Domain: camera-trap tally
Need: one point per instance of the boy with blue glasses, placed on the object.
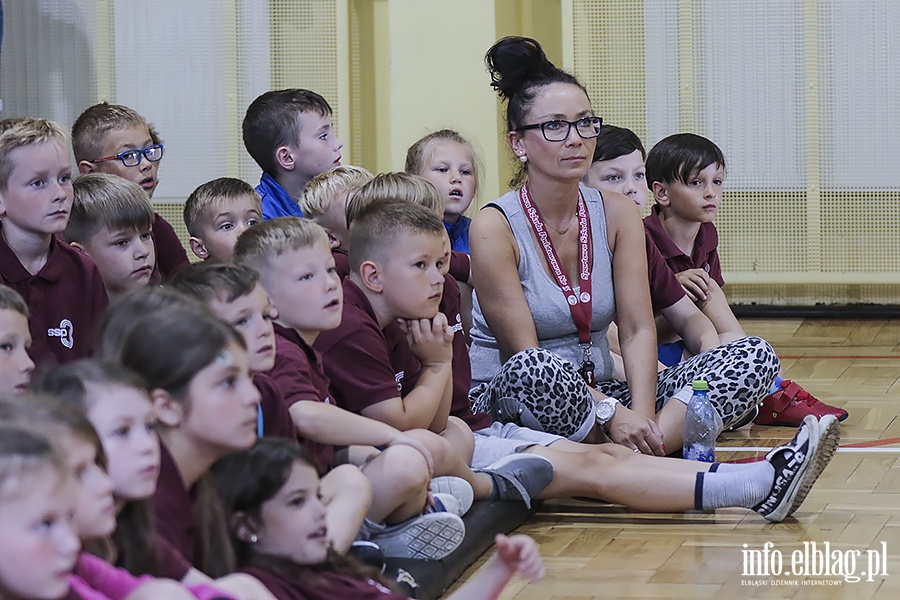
(115, 139)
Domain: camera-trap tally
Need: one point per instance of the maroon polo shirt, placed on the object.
(462, 368)
(705, 254)
(365, 364)
(664, 287)
(460, 266)
(170, 564)
(299, 375)
(173, 506)
(341, 263)
(170, 254)
(277, 421)
(66, 300)
(320, 585)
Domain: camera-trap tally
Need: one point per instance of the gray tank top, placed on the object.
(556, 330)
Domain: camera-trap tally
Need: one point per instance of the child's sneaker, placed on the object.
(790, 404)
(368, 553)
(457, 489)
(797, 466)
(446, 503)
(747, 418)
(829, 438)
(520, 476)
(431, 537)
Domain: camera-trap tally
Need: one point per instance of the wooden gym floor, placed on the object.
(596, 550)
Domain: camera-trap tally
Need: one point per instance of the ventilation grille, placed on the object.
(800, 96)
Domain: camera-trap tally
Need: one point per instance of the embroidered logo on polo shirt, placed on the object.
(65, 332)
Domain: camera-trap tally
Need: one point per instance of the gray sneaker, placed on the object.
(457, 488)
(430, 537)
(520, 476)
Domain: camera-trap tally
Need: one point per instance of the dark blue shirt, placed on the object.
(275, 199)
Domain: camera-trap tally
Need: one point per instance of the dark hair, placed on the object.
(208, 281)
(614, 142)
(271, 121)
(135, 535)
(124, 311)
(679, 156)
(378, 225)
(168, 348)
(247, 479)
(10, 299)
(519, 68)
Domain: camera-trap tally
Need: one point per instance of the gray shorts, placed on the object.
(502, 439)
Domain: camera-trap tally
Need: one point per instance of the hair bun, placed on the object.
(516, 61)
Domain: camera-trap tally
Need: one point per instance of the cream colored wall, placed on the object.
(430, 55)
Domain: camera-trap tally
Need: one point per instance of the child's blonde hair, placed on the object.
(197, 214)
(110, 201)
(396, 186)
(421, 151)
(383, 221)
(257, 246)
(22, 452)
(92, 126)
(25, 131)
(10, 299)
(325, 187)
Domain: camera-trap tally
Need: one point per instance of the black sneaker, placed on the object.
(368, 553)
(520, 476)
(829, 438)
(797, 466)
(745, 419)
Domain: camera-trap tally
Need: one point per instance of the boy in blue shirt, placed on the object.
(290, 136)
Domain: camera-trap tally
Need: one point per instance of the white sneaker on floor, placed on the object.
(431, 537)
(456, 487)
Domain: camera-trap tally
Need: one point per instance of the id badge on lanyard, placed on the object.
(580, 303)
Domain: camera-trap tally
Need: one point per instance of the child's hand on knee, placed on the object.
(695, 283)
(520, 554)
(430, 340)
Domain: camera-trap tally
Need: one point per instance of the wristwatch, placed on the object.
(605, 410)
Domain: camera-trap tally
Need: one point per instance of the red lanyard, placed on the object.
(579, 304)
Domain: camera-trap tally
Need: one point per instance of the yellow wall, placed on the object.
(420, 68)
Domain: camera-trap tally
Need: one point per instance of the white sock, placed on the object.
(744, 485)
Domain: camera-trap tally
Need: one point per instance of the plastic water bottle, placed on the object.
(701, 425)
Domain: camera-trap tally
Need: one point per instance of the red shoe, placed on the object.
(790, 404)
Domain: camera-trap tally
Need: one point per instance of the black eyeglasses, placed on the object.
(558, 130)
(132, 158)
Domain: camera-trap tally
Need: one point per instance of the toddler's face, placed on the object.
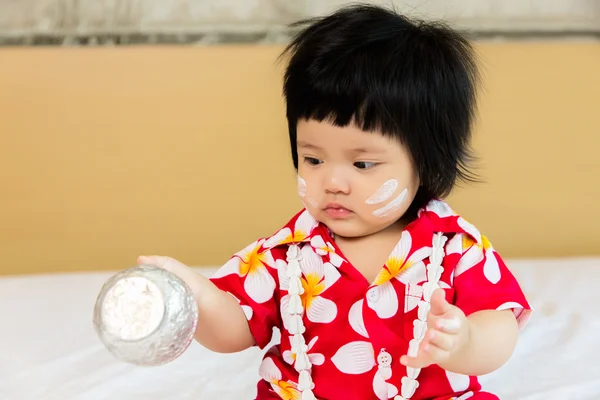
(355, 182)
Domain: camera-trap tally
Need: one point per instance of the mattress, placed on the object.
(48, 349)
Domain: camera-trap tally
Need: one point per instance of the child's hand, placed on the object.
(447, 333)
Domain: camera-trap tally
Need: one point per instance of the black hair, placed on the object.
(412, 80)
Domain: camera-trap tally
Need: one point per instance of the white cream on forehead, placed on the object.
(392, 206)
(385, 191)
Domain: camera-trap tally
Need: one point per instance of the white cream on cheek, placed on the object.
(302, 192)
(385, 191)
(392, 206)
(301, 186)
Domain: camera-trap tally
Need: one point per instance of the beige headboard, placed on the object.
(111, 153)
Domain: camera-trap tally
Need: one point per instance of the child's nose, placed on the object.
(336, 182)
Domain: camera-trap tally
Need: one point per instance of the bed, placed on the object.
(49, 350)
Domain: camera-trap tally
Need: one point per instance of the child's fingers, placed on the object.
(447, 325)
(441, 340)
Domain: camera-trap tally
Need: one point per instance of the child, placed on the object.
(380, 290)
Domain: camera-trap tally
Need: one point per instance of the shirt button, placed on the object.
(373, 295)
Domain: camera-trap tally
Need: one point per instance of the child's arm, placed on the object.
(222, 326)
(474, 345)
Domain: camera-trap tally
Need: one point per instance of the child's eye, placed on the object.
(364, 164)
(312, 160)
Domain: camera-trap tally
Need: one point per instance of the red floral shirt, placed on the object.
(341, 336)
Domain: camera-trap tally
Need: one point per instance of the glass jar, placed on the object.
(146, 316)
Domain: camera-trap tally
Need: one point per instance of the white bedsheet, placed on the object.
(48, 349)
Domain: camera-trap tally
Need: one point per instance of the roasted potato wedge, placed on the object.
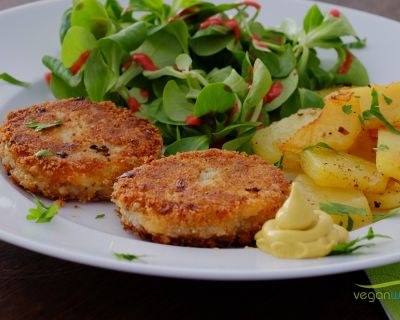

EXERCISE DESCRIPTION
Pick out every line of the entries above that contains the word "lanyard", and copy each one. Case counts.

FINISHED EXERCISE
Need: one point per instance of the id badge on lanyard, placed on the object.
Need: one point per instance of the red lanyard, placed on the object.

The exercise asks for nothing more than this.